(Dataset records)
■ ■ ■ ■

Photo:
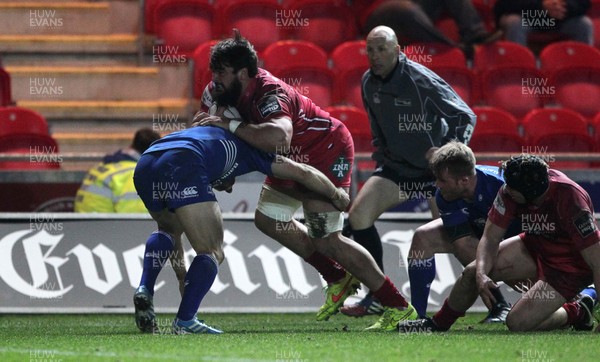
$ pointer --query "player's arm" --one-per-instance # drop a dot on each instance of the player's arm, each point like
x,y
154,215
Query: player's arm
x,y
445,103
487,253
311,178
273,136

■ ■ ■ ■

- [TASK DETAILS]
Reproduce the lines above, substituting "player's hand" for every occurrence of "player's arm" and leaving all else unchanged. Omit the pictures from your answer.

- [EXERCISE RESPONSE]
Photo:
$ pointer --query "player's hand" --one-per-instance # drop a dot on each instance of the player's hand, each point like
x,y
154,215
Query: player's hand
x,y
445,103
487,253
311,178
273,136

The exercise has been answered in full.